### Task list
1. Print out the part of the habitable planets text that opens with the words "Earth Is the" and ends with "we get there.".
2. In the text about habitable planets, which NASA telescope found the new "Goldilocks" planet?
3. Pick up the text about habitable planets from the point where it ends and keep writing.

### Text
══════════════════════════════

Habitable Planets in the Central Galactic Concordance
Habitable Planets in the Central Galactic Concordance
In my far-future Central Galactic Concordance space opera series, humans have expanded to 500+ colonized planets, with more on the way. The key technologies behind this achievement are faster-than-light (FTL) drive, near-instant communications, and terraforming capabilities. These allowed us to find potentially habitable planets and remodel them with Earth-like features.
Earth Is the Only Planet We Know Is Habitable
In the real world, we're limited to sending spacecraft beyond our planet to explore the solar system and the galaxy beyond with probes, telescopes, and computers that phone home with the collected data. Even so, we're finding fascinating features all the time.
For example, NASA's TESS (Transiting Exoplanet Survey Satellite) telescope just found a new “Goldilocks” planet. These are planets that are just the right distance from their star—close enough for water to be liquid, and far enough for it to stay that way instead of burning off. But is it habitable? We'll only know for sure when we get there.
My space opera's series assumed technologies—including starships—make my stories possible. Admittedly, the assumptions are sweeping. Fortunately, humans are ingenious. Look at the strides we've made in the last 50 years. For example, computers (one in every pocket), medicine (organ transplants, cancer treatment), materials science (batteries, graphene), ecology (climate change). Thanks to global communication and reams of shared data, we can build on the discoveries of others instead of reinventing the wheel.

══════════════════════════════

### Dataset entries

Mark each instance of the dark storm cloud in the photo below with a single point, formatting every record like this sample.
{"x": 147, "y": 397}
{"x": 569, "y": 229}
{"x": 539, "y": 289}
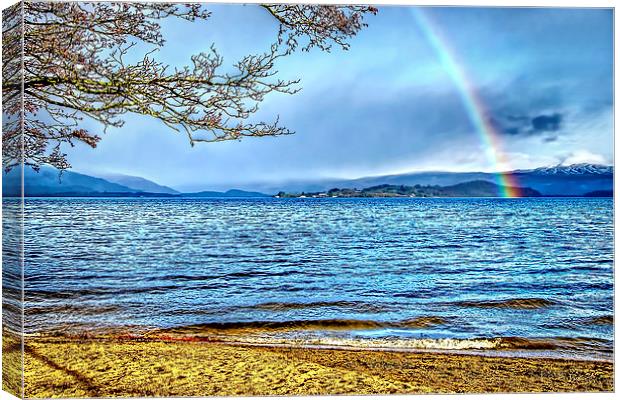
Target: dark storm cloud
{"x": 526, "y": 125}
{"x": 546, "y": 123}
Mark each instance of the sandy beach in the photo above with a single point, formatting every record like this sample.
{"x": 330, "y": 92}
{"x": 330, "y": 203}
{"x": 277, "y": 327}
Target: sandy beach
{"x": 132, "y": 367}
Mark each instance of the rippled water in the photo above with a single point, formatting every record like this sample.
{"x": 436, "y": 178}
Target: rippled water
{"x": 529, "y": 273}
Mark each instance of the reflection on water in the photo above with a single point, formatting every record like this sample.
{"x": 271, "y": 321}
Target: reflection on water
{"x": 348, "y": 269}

══════════════════════════════

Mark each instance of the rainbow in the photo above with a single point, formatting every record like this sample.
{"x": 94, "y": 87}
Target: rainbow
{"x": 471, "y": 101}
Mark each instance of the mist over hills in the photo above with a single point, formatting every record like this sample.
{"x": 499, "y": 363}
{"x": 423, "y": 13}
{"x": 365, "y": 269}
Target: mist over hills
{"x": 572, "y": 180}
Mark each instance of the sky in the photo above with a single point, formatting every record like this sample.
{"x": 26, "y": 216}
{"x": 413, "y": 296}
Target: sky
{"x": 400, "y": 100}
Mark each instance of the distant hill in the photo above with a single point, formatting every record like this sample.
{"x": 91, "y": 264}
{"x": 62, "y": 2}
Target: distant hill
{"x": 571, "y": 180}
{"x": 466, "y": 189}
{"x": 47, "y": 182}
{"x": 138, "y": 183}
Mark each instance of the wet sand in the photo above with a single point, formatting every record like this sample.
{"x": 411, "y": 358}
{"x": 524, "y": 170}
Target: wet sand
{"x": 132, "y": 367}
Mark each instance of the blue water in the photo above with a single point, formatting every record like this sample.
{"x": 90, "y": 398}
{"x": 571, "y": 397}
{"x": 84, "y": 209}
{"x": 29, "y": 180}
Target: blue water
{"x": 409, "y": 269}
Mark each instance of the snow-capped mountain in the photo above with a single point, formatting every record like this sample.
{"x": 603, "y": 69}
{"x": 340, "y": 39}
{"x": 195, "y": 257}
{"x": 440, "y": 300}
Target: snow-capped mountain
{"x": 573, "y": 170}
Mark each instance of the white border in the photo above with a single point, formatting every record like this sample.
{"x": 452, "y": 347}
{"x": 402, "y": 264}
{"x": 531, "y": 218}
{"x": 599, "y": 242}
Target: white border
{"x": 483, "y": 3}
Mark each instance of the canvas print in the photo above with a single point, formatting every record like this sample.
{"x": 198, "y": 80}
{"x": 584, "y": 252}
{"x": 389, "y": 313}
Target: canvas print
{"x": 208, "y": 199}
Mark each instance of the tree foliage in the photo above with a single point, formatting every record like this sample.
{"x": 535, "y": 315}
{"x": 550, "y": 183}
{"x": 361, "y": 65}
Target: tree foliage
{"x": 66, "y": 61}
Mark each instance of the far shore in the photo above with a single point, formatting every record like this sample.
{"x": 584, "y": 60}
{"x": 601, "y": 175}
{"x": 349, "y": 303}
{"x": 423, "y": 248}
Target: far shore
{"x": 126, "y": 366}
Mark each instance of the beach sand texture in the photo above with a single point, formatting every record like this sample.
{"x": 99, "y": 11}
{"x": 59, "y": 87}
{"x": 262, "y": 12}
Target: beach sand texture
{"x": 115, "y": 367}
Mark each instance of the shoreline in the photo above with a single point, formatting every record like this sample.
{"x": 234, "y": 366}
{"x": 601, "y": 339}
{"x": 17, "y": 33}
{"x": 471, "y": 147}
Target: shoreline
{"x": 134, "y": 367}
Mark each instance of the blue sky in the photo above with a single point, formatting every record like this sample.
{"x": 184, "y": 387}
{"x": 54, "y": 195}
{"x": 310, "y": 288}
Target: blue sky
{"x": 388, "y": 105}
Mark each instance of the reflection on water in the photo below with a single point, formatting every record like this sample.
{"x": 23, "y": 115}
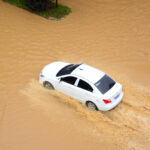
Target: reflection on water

══════════════════════════════

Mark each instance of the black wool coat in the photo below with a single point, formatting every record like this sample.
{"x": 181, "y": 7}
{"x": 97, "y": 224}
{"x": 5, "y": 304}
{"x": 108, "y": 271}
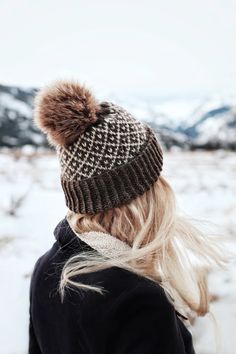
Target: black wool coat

══════════════════════════════

### Answers per task
1.
Earth Is the Only Planet We Know Is Habitable
In the real world, we're limited to sending spacecraft beyond our planet to explore the solar system and the galaxy beyond with probes, telescopes, and computers that phone home with the collected data. Even so, we're finding fascinating features all the time.
For example, NASA's TESS (Transiting Exoplanet Survey Satellite) telescope just found a new “Goldilocks” planet. These are planets that are just the right distance from their star—close enough for water to be liquid, and far enough for it to stay that way instead of burning off. But is it habitable? We'll only know for sure when we get there.

2. TESS (Transiting Exoplanet Survey Satellite)

3.
Planet Terraforming to Make Habitable Planets
I'm a glass-half-full kind of person. Therefore, I believe we'll theorize, invent, and engineer our way out of our current human-caused climate change trouble. Probably not easily, and not without damage that will take centuries to repair, but we'll do it. And that is the foundation of my base terraforming technology for my series. If our FTL drive helps us find Goldilocks planets, why not remodel them to nurture Earth creatures?
Of course, that's not without controversy or consequence. Who pays for it? The settlement company in Pet Trade that marketed a frontier planet for colonization extracts an upcharge for everything from its colonists. In Last Ship Off Polaris-G, the greedy settlement company may have accidentally killed their own planet's ecosystems in an effort to force the settlers into more debt. In Overload Flux, a pharma company might be mining the secrets of a failed terraform planet that should have been planet-poisoned but has now become a dangerous hybrid.
As to consequences, what potential advancements do we lose when we destroy an existing biome instead of learning from it? It may turn out that the riskier path is living in a bubble.